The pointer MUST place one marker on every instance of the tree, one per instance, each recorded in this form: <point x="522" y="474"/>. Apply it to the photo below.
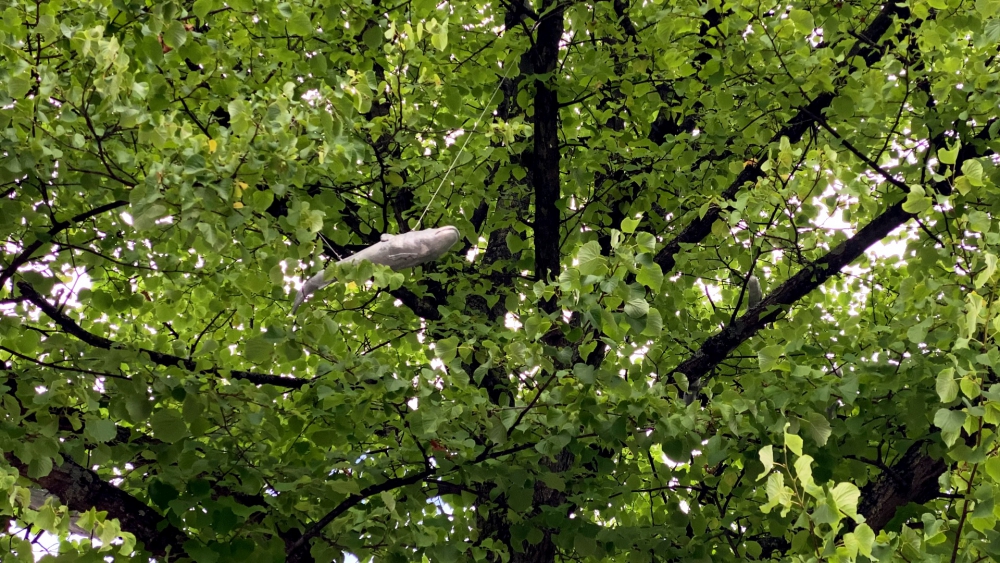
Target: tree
<point x="580" y="378"/>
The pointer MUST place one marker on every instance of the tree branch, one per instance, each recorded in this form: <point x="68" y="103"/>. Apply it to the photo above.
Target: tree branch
<point x="56" y="228"/>
<point x="159" y="358"/>
<point x="700" y="228"/>
<point x="81" y="489"/>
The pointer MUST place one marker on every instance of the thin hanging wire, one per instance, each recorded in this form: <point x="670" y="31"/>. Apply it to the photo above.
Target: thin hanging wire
<point x="486" y="108"/>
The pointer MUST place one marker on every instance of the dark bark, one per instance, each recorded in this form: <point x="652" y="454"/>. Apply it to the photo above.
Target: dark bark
<point x="544" y="165"/>
<point x="866" y="48"/>
<point x="82" y="489"/>
<point x="715" y="349"/>
<point x="914" y="478"/>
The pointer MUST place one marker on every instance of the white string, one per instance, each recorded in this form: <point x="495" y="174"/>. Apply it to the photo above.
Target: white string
<point x="465" y="144"/>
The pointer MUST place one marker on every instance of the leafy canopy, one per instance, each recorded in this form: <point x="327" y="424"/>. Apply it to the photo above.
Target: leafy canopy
<point x="580" y="378"/>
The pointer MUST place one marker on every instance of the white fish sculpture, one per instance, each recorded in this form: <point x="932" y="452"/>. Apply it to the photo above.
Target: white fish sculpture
<point x="396" y="251"/>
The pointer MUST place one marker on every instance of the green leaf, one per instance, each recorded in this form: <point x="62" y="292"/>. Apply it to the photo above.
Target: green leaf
<point x="629" y="225"/>
<point x="440" y="38"/>
<point x="846" y="496"/>
<point x="590" y="261"/>
<point x="767" y="458"/>
<point x="372" y="37"/>
<point x="201" y="8"/>
<point x="101" y="430"/>
<point x="344" y="486"/>
<point x="866" y="539"/>
<point x="174" y="35"/>
<point x="973" y="171"/>
<point x="950" y="422"/>
<point x="258" y="350"/>
<point x="949" y="156"/>
<point x="793" y="443"/>
<point x="947" y="387"/>
<point x="446" y="349"/>
<point x="299" y="24"/>
<point x="818" y="428"/>
<point x="650" y="276"/>
<point x="636" y="307"/>
<point x="768" y="357"/>
<point x="916" y="202"/>
<point x="803" y="21"/>
<point x="987" y="273"/>
<point x="169" y="426"/>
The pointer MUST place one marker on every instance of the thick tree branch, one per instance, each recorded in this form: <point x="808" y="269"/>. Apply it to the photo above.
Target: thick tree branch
<point x="159" y="358"/>
<point x="715" y="349"/>
<point x="914" y="478"/>
<point x="81" y="489"/>
<point x="544" y="165"/>
<point x="296" y="552"/>
<point x="700" y="227"/>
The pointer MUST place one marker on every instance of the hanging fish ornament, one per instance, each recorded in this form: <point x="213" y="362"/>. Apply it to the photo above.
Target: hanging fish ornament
<point x="396" y="251"/>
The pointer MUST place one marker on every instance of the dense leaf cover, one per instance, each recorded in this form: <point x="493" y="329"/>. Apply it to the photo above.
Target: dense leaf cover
<point x="580" y="378"/>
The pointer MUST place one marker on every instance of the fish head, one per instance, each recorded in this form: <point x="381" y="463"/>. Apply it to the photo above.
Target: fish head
<point x="444" y="237"/>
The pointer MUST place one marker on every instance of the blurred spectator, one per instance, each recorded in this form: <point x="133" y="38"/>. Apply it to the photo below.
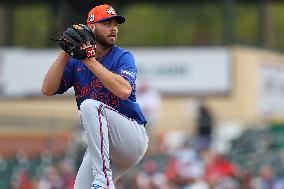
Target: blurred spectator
<point x="267" y="180"/>
<point x="205" y="122"/>
<point x="149" y="99"/>
<point x="67" y="174"/>
<point x="218" y="168"/>
<point x="51" y="179"/>
<point x="150" y="177"/>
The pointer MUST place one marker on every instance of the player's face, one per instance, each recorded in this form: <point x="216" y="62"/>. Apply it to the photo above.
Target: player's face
<point x="106" y="32"/>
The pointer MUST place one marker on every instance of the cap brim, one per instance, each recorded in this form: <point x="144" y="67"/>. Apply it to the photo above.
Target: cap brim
<point x="119" y="19"/>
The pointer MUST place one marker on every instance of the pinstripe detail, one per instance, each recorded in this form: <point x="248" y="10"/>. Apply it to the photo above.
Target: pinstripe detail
<point x="102" y="146"/>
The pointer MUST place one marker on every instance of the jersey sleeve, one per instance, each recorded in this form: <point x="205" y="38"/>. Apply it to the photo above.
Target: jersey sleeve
<point x="67" y="79"/>
<point x="127" y="68"/>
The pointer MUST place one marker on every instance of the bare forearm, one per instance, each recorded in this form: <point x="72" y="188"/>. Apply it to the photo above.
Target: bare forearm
<point x="113" y="82"/>
<point x="54" y="75"/>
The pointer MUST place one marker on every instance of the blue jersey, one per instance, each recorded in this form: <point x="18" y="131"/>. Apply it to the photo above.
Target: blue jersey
<point x="88" y="86"/>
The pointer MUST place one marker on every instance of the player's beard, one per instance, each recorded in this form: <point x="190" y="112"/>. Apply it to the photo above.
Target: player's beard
<point x="103" y="41"/>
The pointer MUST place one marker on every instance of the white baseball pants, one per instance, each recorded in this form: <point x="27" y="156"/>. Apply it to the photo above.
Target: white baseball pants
<point x="115" y="144"/>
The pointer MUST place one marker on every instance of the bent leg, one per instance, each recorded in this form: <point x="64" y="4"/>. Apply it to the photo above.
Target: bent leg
<point x="95" y="124"/>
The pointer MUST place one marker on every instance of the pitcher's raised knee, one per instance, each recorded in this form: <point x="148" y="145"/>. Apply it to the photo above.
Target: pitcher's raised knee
<point x="89" y="105"/>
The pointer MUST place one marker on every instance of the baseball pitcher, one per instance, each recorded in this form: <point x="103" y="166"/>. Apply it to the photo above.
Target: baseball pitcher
<point x="103" y="76"/>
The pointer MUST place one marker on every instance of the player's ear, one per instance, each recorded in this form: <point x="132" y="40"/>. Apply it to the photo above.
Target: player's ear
<point x="92" y="27"/>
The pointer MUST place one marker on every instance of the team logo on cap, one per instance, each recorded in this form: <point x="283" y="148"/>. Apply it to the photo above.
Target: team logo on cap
<point x="110" y="10"/>
<point x="91" y="18"/>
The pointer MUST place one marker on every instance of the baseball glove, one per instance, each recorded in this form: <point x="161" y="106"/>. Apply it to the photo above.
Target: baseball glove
<point x="73" y="39"/>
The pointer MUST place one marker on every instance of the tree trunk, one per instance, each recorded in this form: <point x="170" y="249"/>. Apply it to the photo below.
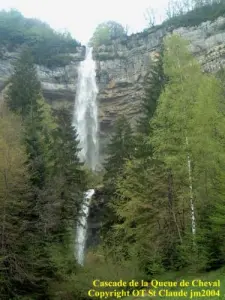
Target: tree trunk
<point x="193" y="221"/>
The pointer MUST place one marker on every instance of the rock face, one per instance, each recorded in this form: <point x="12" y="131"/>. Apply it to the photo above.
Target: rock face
<point x="123" y="65"/>
<point x="121" y="68"/>
<point x="58" y="84"/>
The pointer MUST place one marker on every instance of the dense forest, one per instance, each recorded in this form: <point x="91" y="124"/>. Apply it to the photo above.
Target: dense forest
<point x="163" y="182"/>
<point x="48" y="47"/>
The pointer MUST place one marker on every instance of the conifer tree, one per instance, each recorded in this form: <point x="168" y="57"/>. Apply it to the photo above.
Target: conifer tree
<point x="154" y="85"/>
<point x="120" y="149"/>
<point x="67" y="170"/>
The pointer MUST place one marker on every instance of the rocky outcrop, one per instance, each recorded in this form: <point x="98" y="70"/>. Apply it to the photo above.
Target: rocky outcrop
<point x="123" y="65"/>
<point x="58" y="84"/>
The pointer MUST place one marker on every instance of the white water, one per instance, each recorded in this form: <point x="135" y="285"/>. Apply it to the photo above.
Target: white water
<point x="86" y="112"/>
<point x="86" y="123"/>
<point x="82" y="227"/>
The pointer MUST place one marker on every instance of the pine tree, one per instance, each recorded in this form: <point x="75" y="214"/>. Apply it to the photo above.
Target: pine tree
<point x="188" y="137"/>
<point x="120" y="149"/>
<point x="67" y="170"/>
<point x="154" y="85"/>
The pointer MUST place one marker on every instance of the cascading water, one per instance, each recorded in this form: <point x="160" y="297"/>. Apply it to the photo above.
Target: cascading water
<point x="86" y="124"/>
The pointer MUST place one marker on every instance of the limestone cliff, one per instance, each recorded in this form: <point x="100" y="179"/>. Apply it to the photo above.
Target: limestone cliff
<point x="123" y="65"/>
<point x="121" y="68"/>
<point x="58" y="84"/>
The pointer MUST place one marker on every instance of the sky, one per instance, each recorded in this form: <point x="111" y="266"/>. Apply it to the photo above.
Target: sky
<point x="80" y="17"/>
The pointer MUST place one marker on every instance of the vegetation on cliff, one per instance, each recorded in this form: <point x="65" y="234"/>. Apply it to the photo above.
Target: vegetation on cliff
<point x="48" y="47"/>
<point x="42" y="184"/>
<point x="106" y="32"/>
<point x="168" y="197"/>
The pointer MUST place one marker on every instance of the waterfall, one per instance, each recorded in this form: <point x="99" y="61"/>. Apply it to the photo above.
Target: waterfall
<point x="85" y="111"/>
<point x="86" y="123"/>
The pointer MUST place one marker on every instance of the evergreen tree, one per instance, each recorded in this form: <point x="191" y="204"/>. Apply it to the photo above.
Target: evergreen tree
<point x="188" y="128"/>
<point x="154" y="85"/>
<point x="67" y="170"/>
<point x="120" y="149"/>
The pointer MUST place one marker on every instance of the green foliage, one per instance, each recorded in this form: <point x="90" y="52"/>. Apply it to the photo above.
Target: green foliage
<point x="106" y="32"/>
<point x="198" y="15"/>
<point x="119" y="150"/>
<point x="48" y="47"/>
<point x="51" y="186"/>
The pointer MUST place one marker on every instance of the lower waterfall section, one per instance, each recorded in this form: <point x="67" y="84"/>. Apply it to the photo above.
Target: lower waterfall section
<point x="86" y="123"/>
<point x="82" y="227"/>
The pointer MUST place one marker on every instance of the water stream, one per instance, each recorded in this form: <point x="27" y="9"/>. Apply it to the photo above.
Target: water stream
<point x="86" y="123"/>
☆ ☆ ☆
• **What the task asks**:
From the line holding "of the evergreen" through the last line above, reproduce each line exactly and add nothing.

• **The solution**:
The pointer MUST place one marker on every instance of the evergreen tree, one per instance, each recorded in this form: <point x="191" y="204"/>. Apply it to the photo above.
Target: evergreen tree
<point x="188" y="128"/>
<point x="154" y="85"/>
<point x="67" y="170"/>
<point x="120" y="149"/>
The pointer MUST place one marker on every instance of the green foliage, one per instance, each recorded in this form: <point x="90" y="52"/>. Apply it to the photo above.
Target: green foliage
<point x="106" y="32"/>
<point x="198" y="15"/>
<point x="119" y="150"/>
<point x="48" y="47"/>
<point x="51" y="186"/>
The pointer MUST place one marker on every instance of the lower waterfall section, one per instance, each recorded in this form: <point x="67" y="84"/>. Apply it to the photo above.
Target: lower waterfall section
<point x="86" y="123"/>
<point x="82" y="227"/>
The pointer MUST place one marker on every instance of the water stream, one per instance, each recorded in this form: <point x="27" y="9"/>. Apply it to the photo above.
Target: water stream
<point x="86" y="123"/>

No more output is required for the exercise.